Research and Development Expenses

Research and development costs are expensed as incurred. Included in research and development costs are wages, benefits, facilities, supplies, external services, and other operating costs and overhead directly related to the Company’s research and development departments, as well as costs to acquire technology licenses.

Stock-based Compensation

The Company follows the provisions of ASC 718, which requires the measurement and recognition of compensation expense for all stock based payment awards made to employees and non-employee directors, including employee stock options. Stock compensation expense based on the grant date fair value estimated in accordance with the provisions of ASC 718 is recognized as an expense over the requisite service period.

[Data entries]
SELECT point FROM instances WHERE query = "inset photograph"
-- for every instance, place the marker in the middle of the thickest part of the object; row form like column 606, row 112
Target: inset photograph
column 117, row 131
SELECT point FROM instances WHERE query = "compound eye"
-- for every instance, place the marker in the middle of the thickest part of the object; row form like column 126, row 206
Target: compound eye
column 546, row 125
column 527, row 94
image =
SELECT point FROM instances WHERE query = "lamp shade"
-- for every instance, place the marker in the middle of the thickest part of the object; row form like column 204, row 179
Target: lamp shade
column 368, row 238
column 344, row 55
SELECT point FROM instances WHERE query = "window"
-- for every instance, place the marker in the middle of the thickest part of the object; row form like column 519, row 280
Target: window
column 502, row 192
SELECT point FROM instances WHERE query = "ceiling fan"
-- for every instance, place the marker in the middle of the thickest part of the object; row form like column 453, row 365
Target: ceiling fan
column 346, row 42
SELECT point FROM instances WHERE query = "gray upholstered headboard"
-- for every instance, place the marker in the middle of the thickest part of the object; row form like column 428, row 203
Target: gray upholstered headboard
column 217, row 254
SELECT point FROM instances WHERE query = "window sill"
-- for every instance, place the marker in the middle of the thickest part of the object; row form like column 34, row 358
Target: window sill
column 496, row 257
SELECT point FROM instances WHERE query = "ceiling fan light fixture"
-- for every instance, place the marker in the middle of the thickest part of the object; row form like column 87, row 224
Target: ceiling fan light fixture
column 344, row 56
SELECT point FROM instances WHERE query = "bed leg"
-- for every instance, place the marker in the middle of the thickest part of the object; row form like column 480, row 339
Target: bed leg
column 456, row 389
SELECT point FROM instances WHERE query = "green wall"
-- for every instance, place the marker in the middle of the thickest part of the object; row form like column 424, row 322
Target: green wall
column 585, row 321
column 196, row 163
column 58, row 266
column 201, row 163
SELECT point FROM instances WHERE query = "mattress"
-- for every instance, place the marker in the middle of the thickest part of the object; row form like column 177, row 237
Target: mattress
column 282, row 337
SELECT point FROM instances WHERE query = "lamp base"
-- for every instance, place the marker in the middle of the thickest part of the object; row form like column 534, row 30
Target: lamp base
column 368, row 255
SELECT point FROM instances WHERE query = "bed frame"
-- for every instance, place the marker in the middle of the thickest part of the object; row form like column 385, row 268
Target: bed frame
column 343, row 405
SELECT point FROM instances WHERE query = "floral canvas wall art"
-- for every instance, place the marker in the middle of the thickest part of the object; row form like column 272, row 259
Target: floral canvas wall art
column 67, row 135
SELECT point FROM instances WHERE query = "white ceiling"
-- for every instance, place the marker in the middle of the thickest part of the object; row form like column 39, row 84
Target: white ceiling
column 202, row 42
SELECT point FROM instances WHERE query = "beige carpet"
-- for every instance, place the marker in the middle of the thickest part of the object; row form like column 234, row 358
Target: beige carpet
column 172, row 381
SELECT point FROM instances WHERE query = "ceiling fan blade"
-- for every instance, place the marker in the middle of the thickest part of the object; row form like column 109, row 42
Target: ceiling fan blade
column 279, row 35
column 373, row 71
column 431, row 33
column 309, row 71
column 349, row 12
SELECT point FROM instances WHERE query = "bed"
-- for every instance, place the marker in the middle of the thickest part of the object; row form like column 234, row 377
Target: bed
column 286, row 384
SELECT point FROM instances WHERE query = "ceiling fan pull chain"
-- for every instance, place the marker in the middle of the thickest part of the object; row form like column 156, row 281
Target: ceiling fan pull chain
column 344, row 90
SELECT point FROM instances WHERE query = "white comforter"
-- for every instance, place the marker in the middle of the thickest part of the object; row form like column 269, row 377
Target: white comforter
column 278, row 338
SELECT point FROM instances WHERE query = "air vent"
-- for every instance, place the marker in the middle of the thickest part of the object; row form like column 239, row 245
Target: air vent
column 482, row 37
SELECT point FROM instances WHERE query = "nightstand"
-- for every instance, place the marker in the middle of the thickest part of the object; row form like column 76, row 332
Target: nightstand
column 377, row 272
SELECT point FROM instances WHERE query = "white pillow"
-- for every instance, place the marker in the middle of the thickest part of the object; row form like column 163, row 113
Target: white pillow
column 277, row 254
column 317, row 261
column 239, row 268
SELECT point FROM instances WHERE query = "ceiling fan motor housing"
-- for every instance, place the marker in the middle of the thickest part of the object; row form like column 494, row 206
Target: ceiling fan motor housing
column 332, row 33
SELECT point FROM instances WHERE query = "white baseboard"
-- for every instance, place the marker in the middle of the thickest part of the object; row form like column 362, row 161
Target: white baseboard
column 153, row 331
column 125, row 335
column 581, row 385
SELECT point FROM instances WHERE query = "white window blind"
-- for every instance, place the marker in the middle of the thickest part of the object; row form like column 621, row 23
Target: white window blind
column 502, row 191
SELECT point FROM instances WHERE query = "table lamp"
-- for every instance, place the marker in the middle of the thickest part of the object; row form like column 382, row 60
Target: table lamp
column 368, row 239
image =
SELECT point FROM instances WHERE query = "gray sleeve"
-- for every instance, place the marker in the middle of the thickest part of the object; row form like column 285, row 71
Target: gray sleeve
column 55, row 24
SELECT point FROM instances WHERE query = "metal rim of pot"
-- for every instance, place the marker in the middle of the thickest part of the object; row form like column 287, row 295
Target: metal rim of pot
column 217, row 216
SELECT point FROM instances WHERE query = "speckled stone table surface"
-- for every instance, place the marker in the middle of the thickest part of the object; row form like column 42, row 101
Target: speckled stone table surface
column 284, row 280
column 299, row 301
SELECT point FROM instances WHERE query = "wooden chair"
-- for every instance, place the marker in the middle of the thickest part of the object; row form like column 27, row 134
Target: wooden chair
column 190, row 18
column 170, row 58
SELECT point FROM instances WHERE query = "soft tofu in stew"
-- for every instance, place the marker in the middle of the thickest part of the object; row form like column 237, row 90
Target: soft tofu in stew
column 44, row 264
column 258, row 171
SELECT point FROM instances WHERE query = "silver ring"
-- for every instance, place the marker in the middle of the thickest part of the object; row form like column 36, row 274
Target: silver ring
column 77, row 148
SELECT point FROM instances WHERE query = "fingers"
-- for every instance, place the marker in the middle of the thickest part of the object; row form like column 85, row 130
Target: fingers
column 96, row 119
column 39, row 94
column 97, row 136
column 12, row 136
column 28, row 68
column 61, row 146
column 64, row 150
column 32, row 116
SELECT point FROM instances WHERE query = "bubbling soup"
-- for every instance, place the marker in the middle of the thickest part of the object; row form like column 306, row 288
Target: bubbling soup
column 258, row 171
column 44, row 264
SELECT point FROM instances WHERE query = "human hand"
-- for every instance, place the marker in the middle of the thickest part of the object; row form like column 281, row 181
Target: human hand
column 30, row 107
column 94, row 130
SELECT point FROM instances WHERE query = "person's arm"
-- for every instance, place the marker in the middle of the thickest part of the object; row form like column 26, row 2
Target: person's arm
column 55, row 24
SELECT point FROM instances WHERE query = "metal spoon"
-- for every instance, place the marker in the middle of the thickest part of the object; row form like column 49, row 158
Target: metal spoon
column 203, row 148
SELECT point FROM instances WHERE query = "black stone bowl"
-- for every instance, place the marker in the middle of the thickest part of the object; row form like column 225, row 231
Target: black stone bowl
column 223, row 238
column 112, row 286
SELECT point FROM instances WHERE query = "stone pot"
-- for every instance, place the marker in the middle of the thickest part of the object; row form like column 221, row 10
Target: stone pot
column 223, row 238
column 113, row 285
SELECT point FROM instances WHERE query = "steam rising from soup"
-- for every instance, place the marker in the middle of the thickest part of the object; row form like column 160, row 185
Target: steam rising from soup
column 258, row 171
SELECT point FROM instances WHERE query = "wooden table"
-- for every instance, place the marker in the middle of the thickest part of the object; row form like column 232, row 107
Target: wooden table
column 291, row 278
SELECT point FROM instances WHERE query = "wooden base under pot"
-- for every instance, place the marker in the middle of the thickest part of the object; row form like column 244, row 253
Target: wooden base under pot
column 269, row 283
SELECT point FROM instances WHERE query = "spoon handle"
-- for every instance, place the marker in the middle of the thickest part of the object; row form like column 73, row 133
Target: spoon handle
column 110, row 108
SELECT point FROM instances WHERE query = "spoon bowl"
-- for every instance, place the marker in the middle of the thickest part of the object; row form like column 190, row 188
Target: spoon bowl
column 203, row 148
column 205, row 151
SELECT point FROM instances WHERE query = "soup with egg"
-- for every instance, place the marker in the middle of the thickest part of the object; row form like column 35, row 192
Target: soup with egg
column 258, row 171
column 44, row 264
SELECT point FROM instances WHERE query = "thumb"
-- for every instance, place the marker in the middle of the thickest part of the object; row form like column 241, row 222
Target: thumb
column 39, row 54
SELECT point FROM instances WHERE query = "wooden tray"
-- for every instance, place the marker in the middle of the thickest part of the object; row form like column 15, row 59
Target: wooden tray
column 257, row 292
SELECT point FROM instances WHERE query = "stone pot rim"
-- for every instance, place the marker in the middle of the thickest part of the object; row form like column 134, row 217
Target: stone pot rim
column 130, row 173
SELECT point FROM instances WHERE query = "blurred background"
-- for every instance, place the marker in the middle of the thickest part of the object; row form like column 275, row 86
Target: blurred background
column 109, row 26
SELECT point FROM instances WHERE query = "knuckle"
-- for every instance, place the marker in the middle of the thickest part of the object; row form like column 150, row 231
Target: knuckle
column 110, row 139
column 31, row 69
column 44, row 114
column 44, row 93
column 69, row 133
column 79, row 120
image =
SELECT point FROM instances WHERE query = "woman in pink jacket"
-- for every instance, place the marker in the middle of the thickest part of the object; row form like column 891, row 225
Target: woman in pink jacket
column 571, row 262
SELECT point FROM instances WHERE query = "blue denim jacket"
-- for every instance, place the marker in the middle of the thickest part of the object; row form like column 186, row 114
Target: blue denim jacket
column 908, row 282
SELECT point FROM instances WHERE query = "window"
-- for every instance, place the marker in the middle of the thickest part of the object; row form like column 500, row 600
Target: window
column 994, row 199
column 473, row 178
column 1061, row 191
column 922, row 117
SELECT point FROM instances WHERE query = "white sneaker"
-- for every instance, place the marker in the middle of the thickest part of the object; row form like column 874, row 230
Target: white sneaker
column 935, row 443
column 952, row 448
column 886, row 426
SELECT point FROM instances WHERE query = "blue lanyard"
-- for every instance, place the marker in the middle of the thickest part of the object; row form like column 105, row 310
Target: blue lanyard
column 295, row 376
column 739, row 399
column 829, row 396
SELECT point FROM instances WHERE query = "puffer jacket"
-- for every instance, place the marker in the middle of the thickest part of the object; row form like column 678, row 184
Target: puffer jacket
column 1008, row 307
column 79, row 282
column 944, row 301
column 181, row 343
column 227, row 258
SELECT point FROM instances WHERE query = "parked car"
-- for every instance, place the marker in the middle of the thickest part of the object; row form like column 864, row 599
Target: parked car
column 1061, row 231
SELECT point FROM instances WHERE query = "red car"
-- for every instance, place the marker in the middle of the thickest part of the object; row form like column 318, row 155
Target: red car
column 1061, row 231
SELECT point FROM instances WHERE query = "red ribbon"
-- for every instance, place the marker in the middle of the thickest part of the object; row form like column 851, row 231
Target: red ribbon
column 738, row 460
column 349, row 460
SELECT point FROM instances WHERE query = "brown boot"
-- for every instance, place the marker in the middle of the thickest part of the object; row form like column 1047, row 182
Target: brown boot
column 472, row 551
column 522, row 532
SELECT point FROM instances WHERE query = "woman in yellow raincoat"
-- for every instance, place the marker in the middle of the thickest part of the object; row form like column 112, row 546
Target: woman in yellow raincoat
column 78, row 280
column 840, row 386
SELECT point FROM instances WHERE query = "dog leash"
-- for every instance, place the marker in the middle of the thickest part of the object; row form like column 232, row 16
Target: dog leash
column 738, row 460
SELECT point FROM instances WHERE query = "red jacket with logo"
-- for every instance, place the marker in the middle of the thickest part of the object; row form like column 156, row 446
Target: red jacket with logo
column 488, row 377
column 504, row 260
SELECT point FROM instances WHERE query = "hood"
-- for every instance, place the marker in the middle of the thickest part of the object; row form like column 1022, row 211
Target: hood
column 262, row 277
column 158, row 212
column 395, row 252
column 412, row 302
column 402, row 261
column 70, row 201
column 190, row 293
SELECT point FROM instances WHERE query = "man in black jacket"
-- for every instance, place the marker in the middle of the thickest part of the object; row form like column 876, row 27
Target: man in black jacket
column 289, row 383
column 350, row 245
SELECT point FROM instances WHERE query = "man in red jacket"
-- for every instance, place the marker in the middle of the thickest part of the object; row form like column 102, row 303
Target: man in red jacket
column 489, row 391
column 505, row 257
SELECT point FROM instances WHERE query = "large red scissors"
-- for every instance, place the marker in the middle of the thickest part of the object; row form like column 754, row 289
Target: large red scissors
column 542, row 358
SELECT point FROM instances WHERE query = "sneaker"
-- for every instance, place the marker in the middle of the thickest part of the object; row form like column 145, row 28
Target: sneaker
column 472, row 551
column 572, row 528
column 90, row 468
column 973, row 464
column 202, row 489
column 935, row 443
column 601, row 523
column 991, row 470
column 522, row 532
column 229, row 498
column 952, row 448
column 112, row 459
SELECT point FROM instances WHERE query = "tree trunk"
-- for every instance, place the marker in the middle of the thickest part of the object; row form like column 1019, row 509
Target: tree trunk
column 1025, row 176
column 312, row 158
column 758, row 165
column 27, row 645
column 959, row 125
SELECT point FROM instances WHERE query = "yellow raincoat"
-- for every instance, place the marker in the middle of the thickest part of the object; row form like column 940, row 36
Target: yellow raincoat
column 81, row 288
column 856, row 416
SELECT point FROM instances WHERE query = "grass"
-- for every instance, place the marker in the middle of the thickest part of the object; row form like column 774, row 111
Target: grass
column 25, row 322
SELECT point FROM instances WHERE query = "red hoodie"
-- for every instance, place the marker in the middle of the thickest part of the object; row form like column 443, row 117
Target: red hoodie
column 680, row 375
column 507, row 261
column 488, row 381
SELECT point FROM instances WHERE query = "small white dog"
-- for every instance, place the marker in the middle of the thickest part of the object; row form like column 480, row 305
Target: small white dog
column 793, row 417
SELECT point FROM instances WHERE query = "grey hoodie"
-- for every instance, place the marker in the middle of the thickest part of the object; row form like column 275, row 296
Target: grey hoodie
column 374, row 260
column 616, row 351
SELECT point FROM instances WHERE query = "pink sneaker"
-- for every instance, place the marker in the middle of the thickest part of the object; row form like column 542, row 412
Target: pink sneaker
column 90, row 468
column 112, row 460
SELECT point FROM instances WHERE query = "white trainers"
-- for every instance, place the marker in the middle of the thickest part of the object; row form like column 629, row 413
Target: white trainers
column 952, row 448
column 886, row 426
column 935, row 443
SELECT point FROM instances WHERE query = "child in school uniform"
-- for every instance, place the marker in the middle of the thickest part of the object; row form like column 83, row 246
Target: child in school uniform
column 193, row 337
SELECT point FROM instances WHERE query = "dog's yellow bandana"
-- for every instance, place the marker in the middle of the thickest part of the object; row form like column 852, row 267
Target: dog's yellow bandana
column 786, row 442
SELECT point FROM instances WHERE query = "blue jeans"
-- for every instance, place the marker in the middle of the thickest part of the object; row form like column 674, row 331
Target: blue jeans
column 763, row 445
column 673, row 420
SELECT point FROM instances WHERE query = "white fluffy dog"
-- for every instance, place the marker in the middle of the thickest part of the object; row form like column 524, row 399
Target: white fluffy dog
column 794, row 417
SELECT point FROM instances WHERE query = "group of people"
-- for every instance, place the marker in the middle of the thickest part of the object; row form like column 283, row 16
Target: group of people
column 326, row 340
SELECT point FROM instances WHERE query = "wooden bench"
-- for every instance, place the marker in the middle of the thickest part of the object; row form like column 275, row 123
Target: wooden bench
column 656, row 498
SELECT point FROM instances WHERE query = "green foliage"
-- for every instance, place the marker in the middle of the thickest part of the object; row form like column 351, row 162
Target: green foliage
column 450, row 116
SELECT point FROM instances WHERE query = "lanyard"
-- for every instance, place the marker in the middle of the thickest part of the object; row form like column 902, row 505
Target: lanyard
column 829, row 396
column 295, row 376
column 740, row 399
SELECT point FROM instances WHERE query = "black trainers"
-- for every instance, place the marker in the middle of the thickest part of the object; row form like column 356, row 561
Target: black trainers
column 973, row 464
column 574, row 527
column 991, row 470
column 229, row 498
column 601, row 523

PROBLEM TO SOLVE => According to the accounting policy text, over what period is stock compensation expense recognized?

SOLUTION TO THIS TASK => Over the requisite service period.